G: Well, uh, the only thing that I would know of, they had a community building, they had a name for it, but I forget what they—Group B[?] House they called it. And they’d have basketball games, and then they’d have, they showed picture reels and programs. I don’t know, couple of nights of week. Two or three nights a week at what they called the Group B House. And it was for all four of the camps. See, there was four camps in the park. And then this building was for all four, could be used by all four camps. Then they played with—outside games. Playing basketball. 1:00K: Did the guys in the different camps pretty much get along with each other?

G: Oh yeah, we did, yeah. People, people weren’t any problem to get along with back in those days. Like they seem to be now. At least we didn’t have any problems. They all got along just fine. See these boys that’s in the CC then, they wasn’t in camp because they wouldn’t work or didn’t know how to work. They came because they didn’t have anything to do. You could get boys to do anything you wanted done. They’d be good painters, carpenters, plumbers, electricians, anything anybody want. They could do the job. Just make them able to get there. 2:00K: Did many of the CCC boys play pranks on each other?

G: Oh yeah.

K: Do you remember any of them?

G: No, not right off, I don’t. They just, all the new boys would come in, most of the boys pranks on them. They wouldn’t hurt them or injure them in any way. It was fun.

## Records from a collection

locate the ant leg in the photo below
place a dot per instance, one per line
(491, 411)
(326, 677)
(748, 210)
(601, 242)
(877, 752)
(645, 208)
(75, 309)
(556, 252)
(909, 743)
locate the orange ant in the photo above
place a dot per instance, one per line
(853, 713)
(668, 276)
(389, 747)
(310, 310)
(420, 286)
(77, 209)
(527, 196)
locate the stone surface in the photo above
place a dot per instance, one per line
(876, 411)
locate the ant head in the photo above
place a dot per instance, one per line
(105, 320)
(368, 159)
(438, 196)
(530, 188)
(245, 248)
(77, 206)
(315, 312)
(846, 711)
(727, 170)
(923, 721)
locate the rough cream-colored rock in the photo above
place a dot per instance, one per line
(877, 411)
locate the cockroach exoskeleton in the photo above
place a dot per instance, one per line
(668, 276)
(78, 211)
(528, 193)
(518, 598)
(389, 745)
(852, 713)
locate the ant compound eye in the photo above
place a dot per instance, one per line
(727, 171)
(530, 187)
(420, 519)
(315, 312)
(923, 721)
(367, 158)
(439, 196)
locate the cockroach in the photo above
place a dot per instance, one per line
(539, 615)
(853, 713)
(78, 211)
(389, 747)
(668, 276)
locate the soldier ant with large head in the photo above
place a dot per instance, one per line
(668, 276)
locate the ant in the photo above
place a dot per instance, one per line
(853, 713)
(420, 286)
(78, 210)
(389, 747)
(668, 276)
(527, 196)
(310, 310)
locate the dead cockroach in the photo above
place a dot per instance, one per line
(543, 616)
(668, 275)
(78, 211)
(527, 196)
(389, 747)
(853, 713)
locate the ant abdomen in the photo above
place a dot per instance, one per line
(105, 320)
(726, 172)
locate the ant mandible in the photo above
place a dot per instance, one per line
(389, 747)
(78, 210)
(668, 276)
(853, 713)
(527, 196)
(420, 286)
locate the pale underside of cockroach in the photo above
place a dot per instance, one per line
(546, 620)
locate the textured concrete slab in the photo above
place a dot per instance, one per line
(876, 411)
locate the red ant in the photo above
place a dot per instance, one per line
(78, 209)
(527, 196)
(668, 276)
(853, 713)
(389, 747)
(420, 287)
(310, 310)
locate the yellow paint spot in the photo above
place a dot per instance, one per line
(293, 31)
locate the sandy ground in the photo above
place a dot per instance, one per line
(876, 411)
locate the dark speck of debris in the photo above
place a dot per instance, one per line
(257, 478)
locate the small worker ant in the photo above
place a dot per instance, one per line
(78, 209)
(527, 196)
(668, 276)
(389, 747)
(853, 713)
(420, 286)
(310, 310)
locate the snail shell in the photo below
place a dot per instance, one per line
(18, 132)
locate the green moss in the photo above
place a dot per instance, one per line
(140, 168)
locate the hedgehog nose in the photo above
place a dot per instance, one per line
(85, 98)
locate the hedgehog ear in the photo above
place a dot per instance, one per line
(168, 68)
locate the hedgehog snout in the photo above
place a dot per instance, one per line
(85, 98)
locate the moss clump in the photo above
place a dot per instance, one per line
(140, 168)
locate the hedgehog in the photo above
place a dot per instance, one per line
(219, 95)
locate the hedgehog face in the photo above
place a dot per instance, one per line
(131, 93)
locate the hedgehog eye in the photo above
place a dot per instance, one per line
==
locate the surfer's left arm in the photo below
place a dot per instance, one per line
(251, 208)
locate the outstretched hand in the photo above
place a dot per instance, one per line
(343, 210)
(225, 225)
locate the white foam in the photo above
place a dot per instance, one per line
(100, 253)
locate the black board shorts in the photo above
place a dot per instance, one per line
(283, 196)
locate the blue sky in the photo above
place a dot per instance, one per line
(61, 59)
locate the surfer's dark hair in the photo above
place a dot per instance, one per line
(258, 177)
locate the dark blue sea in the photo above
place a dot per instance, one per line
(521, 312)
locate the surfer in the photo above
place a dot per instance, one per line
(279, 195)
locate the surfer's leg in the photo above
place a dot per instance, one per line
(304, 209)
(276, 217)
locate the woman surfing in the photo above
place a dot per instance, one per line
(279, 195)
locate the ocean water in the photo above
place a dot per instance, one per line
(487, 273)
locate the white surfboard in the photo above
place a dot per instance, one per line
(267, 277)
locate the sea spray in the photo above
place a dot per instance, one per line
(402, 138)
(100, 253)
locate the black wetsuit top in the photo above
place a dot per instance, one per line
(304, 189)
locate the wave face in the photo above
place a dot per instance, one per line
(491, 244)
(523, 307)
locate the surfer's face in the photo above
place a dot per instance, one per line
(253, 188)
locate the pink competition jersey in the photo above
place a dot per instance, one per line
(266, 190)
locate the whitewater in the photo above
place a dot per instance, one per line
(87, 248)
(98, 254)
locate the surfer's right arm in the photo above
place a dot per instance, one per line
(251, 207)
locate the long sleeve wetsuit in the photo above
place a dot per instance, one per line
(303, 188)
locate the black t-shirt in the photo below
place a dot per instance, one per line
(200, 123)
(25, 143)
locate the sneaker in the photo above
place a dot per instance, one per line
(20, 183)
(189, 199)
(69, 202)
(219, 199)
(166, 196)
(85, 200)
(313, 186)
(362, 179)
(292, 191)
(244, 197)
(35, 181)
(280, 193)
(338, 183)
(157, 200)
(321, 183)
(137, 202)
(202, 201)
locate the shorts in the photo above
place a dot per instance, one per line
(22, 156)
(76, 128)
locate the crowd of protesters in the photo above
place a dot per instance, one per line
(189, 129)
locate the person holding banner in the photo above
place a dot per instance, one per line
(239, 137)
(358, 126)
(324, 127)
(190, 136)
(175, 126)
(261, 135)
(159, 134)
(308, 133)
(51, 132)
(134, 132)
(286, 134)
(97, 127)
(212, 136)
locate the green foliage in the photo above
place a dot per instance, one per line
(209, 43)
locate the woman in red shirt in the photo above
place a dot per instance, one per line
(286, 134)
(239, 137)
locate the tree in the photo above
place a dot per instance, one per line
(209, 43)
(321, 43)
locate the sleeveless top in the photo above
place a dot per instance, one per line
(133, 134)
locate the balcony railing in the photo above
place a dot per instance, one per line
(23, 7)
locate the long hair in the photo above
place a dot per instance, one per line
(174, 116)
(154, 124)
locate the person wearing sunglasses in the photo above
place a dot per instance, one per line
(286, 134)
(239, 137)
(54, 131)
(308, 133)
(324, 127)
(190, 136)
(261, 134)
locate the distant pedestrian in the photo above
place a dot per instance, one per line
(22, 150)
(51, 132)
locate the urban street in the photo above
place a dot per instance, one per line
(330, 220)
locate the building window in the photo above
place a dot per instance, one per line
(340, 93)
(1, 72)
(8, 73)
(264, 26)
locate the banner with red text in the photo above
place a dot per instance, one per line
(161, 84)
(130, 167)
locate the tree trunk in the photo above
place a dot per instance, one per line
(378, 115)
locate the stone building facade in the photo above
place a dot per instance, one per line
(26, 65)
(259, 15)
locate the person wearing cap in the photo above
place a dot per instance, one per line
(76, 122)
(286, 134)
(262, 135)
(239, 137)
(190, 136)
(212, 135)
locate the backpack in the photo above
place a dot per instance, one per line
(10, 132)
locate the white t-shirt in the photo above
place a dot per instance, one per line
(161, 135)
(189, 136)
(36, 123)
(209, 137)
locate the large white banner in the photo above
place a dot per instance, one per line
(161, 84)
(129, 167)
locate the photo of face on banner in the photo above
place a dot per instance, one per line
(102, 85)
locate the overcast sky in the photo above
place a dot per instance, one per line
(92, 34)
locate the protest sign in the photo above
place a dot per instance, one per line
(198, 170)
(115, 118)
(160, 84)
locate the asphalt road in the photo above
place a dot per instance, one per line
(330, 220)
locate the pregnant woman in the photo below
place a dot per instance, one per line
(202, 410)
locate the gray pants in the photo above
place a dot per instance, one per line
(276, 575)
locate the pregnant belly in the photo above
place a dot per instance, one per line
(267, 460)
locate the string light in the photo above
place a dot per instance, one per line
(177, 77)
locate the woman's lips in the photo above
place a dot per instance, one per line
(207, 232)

## Exercise tasks
[1] According to the interview, how many camps were in the park?
[2] Reproduce the passage of the interview starting with "G: Oh yeah, we" and going on through "on each other?".
The data has no connection to the interview.

## Responses for each task
[1] There were four camps in the park.

[2]
G: Oh yeah, we did, yeah. People, people weren’t any problem to get along with back in those days. Like they seem to be now. At least we didn’t have any problems. They all got along just fine. See these boys that’s in the CC then, they wasn’t in camp because they wouldn’t work or didn’t know how to work. They came because they didn’t have anything to do. You could get boys to do anything you wanted done. They’d be good painters, carpenters, plumbers, electricians, anything anybody want. They could do the job. Just make them able to get there. 2:00K: Did many of the CCC boys play pranks on each other?